WHAT IS NEEDED. Each line of the data below holding the word "pink" must be copied.

(Data excerpts)
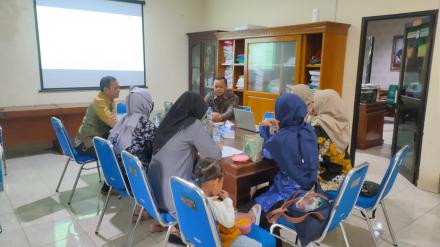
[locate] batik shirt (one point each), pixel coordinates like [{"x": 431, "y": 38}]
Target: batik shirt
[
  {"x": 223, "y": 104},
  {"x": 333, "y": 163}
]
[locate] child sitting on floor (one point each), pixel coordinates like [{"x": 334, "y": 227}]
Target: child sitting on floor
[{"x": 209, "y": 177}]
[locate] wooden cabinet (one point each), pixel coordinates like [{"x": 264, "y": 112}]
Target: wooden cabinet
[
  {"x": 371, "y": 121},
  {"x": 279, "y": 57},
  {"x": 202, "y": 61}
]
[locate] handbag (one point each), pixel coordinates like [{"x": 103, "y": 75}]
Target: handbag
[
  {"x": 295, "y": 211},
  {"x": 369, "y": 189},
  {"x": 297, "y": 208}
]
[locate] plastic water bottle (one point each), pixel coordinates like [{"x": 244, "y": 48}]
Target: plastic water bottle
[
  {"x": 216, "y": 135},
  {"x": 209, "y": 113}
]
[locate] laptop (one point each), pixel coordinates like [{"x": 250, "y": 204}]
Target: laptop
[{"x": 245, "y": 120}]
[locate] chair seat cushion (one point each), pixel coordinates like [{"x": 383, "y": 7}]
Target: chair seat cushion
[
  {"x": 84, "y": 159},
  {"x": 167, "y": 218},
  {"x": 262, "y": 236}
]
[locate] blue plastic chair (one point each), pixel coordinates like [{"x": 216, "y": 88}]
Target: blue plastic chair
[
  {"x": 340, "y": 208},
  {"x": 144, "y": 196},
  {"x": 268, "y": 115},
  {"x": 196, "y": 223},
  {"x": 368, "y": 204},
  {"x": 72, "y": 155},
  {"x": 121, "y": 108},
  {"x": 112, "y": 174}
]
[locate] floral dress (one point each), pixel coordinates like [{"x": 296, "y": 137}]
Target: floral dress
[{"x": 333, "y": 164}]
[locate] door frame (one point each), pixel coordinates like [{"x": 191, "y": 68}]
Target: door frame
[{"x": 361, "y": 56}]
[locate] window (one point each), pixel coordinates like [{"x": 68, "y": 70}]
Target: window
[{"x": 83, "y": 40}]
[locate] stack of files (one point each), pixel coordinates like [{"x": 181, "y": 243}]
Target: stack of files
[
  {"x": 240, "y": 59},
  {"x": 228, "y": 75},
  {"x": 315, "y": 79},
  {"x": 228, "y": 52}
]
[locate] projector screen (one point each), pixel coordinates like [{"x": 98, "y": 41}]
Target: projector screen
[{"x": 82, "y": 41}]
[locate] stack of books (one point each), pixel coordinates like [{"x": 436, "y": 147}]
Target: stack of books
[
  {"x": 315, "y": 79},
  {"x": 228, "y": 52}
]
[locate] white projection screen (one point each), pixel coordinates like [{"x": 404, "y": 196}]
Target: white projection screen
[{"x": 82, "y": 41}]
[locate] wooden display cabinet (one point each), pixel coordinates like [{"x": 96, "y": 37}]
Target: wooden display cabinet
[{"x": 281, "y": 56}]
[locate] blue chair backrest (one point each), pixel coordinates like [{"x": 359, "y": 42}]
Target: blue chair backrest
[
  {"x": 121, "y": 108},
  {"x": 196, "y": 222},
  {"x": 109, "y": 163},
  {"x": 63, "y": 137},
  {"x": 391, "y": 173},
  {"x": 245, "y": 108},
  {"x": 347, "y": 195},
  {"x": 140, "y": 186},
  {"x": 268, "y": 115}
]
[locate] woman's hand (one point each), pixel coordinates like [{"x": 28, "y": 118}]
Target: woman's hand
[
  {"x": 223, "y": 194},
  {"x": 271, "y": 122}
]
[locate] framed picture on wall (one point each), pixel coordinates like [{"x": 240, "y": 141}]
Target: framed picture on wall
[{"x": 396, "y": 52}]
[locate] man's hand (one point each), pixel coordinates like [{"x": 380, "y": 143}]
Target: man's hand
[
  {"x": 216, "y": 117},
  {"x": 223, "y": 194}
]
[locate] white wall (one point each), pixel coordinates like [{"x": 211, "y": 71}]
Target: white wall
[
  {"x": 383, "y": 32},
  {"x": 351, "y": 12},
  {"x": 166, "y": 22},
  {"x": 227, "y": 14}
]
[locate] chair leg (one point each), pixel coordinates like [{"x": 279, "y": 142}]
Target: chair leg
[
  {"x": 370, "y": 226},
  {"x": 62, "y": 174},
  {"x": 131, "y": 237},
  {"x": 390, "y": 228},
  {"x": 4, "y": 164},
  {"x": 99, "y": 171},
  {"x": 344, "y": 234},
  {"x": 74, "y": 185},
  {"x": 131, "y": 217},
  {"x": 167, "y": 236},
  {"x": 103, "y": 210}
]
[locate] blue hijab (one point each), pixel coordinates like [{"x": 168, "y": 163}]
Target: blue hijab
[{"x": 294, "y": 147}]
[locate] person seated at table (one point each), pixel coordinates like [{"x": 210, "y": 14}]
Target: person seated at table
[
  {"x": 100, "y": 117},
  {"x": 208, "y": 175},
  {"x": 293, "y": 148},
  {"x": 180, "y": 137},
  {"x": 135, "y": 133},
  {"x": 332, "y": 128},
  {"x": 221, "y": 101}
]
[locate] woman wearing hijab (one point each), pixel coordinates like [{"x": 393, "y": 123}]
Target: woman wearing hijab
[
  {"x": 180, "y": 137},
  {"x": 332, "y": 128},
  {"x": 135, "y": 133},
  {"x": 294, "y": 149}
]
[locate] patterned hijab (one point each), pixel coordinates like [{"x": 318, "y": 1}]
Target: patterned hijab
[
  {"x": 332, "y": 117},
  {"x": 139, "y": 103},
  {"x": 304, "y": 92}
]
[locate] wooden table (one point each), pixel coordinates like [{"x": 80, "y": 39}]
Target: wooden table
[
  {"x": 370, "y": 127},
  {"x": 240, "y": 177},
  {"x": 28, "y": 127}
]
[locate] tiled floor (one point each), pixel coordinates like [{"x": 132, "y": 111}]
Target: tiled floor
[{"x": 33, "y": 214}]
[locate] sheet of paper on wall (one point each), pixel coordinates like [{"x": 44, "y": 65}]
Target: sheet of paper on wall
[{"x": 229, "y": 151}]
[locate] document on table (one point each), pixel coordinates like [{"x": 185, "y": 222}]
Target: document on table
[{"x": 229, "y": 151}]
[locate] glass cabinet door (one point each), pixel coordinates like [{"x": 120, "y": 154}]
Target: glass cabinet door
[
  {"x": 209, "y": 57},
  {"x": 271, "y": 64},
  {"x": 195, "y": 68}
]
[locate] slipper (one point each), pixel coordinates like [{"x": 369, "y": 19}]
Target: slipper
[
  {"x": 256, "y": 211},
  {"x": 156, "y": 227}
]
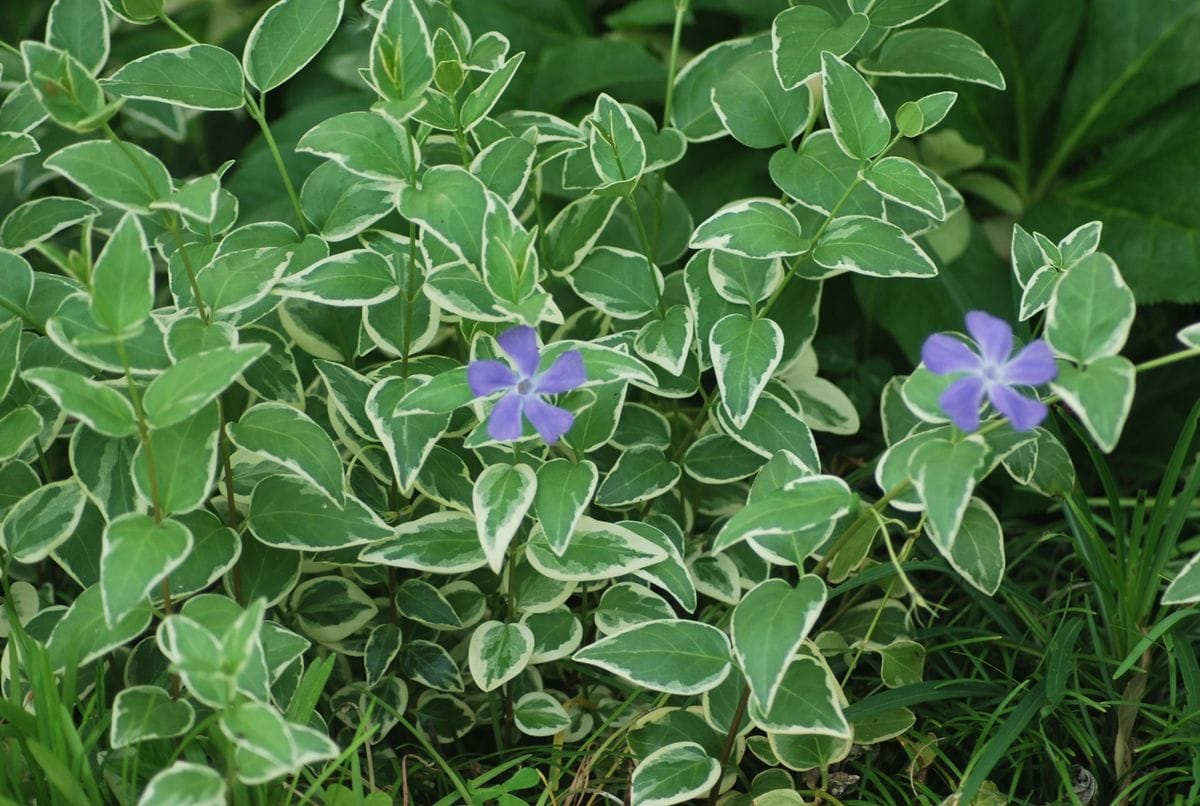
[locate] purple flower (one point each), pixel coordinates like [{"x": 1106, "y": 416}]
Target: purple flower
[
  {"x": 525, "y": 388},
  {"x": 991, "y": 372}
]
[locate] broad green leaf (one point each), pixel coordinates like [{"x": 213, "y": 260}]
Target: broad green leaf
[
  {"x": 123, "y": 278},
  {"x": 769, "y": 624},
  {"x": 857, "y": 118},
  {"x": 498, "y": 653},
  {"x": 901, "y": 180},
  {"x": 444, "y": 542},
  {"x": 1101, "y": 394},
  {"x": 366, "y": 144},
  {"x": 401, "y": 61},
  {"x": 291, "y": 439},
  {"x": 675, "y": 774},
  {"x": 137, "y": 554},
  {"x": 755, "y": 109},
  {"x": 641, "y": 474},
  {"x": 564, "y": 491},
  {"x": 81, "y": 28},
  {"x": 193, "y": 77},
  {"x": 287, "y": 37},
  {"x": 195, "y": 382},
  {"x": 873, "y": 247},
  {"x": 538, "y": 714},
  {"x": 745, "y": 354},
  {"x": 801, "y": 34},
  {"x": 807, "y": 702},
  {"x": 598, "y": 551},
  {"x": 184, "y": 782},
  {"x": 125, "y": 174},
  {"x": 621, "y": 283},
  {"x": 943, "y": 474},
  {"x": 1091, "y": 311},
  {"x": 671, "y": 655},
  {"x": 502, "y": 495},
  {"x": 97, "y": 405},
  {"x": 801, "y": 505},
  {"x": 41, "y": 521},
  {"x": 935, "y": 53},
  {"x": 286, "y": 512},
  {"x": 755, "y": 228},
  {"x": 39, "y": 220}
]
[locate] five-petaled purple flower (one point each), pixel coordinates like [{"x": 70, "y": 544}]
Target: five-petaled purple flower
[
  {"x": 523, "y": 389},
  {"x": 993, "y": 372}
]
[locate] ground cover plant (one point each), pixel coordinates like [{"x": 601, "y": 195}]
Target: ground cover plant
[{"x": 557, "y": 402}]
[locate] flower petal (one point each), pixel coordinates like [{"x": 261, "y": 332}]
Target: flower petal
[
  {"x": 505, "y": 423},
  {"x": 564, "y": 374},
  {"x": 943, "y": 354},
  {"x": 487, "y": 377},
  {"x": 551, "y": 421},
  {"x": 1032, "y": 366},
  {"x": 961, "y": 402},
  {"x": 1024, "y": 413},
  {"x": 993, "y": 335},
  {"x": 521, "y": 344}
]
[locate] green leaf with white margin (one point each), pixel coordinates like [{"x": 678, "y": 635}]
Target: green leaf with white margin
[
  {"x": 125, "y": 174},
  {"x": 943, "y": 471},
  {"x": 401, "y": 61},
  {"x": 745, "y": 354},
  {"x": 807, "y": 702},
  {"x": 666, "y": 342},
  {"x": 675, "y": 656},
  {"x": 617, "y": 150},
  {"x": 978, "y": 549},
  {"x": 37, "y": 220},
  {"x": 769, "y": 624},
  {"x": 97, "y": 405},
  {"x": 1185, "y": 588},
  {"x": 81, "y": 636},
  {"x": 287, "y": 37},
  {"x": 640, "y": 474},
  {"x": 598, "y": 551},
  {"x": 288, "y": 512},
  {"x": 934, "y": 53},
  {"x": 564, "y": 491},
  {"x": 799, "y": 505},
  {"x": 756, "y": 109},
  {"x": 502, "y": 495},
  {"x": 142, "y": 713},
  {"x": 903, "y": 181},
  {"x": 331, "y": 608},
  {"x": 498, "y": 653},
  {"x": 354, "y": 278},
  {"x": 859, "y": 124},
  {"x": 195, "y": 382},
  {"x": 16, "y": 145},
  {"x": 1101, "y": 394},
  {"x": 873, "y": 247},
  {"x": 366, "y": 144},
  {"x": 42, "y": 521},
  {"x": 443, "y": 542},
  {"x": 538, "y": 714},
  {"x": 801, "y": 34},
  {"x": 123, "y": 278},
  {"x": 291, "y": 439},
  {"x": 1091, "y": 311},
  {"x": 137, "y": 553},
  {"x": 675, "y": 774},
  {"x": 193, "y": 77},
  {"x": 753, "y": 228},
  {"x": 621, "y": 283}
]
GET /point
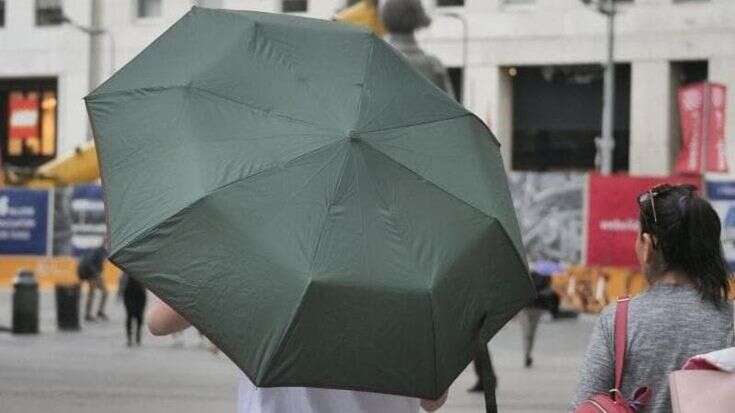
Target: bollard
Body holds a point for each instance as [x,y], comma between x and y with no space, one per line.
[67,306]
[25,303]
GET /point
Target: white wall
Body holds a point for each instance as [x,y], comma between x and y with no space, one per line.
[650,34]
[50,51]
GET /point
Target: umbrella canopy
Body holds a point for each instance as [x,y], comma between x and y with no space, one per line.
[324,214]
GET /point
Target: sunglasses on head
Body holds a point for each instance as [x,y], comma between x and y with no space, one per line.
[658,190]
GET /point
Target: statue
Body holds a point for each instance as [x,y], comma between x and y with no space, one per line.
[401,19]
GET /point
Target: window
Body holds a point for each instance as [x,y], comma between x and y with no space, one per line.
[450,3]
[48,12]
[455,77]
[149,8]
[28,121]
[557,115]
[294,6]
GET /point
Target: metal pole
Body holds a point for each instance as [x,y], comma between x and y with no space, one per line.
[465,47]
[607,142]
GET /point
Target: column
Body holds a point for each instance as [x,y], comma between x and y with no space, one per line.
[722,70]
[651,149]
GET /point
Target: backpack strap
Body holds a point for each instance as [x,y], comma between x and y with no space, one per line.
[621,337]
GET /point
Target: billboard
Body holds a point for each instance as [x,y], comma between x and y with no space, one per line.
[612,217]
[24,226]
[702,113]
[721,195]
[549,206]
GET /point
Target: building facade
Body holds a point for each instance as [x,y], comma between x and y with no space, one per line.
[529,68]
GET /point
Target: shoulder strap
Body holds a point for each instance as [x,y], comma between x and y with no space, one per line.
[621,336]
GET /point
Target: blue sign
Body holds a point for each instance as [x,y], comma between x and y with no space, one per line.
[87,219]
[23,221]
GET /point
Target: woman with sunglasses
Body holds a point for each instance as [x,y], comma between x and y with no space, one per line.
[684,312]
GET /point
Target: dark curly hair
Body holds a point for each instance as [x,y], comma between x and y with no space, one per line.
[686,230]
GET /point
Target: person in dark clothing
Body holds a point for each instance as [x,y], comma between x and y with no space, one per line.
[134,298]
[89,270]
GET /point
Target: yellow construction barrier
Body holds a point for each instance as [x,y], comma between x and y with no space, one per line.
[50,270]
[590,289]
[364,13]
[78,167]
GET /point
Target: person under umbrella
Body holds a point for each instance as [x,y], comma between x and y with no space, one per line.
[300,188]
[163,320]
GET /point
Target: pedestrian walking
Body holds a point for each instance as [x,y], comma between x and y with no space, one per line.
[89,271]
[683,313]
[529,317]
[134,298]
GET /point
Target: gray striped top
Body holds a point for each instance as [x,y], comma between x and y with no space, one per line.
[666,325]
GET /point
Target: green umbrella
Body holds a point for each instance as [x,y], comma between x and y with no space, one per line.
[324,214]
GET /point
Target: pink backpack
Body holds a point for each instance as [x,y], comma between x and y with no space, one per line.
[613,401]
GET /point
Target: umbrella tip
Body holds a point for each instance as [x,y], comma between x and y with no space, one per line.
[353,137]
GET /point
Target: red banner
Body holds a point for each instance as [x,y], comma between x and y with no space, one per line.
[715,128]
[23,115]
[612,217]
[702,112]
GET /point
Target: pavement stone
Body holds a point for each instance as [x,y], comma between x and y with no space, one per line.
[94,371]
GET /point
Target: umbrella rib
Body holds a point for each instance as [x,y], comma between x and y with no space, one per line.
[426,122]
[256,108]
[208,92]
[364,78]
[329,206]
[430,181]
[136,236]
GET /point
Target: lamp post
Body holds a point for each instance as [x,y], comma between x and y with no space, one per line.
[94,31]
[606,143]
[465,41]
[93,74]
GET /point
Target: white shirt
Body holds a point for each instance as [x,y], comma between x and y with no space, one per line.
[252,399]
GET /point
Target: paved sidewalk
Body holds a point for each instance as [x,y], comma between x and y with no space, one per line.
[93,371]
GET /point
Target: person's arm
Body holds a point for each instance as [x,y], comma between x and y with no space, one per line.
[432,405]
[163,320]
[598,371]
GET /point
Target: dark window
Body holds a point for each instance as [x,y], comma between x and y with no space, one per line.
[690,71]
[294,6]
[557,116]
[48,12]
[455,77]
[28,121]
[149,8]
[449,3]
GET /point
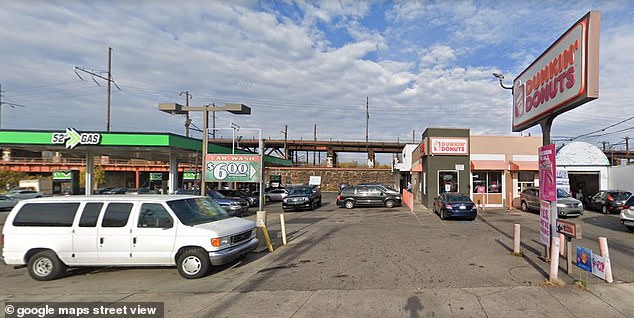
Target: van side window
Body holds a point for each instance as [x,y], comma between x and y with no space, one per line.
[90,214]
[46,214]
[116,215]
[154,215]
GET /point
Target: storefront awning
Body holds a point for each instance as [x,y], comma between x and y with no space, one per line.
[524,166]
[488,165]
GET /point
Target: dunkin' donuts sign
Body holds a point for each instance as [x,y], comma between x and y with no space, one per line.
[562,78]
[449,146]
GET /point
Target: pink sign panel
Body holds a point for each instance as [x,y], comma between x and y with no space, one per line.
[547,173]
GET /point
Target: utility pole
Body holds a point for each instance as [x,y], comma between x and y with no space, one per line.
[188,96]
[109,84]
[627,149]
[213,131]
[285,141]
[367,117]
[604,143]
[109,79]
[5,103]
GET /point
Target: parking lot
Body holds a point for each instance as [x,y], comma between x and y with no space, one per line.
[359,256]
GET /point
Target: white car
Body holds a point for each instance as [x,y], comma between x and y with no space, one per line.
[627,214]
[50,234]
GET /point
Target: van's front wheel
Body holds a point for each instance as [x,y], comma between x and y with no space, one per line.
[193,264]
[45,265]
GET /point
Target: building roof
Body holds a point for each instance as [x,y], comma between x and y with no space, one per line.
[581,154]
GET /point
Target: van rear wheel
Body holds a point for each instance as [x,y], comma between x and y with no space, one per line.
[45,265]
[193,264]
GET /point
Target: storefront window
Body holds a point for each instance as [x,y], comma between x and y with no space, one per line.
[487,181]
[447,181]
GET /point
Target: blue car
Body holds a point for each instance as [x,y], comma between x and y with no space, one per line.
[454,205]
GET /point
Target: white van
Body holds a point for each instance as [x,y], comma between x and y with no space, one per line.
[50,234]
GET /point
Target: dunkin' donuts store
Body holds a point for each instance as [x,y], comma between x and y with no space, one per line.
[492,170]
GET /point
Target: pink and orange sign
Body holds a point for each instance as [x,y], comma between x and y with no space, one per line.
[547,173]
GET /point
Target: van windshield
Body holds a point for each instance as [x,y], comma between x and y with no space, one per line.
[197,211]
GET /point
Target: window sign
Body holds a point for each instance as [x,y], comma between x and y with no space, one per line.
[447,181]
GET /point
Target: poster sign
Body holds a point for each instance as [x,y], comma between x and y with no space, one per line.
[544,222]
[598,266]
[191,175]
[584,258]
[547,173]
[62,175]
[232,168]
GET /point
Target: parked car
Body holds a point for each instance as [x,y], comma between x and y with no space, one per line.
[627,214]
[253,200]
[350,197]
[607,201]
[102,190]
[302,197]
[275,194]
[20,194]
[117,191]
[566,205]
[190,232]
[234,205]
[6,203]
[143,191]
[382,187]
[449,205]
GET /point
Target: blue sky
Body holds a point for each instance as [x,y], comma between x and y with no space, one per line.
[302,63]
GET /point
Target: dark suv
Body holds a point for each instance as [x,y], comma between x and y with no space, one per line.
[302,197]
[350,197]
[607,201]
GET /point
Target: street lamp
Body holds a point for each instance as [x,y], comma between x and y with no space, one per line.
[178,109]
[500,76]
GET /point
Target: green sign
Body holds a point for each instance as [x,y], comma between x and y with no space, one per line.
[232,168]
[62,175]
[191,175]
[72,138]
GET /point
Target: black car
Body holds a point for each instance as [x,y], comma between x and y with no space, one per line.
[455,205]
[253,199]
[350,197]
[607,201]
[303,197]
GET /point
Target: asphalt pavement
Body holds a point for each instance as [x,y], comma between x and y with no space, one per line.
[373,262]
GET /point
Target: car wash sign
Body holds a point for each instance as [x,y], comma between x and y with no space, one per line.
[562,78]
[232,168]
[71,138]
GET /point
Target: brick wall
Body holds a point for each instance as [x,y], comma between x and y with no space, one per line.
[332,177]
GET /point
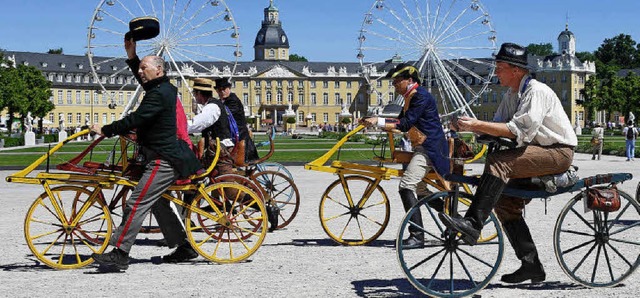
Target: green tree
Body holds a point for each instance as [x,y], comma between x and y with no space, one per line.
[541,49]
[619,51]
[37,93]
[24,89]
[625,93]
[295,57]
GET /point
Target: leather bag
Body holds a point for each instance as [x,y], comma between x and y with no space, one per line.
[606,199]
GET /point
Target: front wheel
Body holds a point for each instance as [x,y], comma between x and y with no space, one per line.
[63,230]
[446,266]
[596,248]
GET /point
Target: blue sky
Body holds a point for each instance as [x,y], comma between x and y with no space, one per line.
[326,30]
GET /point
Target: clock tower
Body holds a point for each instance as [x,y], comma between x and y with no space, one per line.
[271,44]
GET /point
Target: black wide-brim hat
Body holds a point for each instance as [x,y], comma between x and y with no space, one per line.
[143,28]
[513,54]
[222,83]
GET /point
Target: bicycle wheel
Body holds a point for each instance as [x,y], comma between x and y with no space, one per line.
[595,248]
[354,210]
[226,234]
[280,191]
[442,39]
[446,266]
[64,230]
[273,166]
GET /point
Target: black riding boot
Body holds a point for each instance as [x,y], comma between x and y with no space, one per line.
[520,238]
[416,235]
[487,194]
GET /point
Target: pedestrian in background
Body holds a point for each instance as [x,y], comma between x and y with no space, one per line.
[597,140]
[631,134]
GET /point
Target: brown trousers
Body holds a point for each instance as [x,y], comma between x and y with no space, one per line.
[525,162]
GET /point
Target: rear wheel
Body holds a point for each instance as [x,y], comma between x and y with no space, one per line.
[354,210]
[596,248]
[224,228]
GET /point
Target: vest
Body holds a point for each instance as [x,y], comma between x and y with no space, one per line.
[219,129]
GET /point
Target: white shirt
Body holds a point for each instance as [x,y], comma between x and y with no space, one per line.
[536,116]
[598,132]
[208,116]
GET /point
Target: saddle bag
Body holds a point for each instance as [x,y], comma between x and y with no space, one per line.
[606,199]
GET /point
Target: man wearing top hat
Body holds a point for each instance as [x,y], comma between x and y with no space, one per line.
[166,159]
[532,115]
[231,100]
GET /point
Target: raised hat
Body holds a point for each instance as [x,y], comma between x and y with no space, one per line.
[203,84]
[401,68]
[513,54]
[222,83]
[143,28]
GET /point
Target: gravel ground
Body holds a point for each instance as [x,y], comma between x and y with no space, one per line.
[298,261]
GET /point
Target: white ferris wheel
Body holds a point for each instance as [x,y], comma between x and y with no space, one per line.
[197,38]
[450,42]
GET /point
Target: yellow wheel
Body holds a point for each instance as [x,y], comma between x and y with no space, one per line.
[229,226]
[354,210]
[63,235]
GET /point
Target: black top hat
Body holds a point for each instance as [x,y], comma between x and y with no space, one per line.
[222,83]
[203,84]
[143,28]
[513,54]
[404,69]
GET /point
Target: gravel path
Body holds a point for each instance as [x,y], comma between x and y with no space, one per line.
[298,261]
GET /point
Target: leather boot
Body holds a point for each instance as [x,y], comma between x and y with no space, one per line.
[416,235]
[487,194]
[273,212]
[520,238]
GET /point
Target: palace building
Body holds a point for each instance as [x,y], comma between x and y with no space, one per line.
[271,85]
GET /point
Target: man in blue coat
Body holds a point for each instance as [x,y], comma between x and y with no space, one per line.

SOLUTION TO THE PROBLEM.
Target: pink backpack
Target: pink sign panel
Target: pink and orange sign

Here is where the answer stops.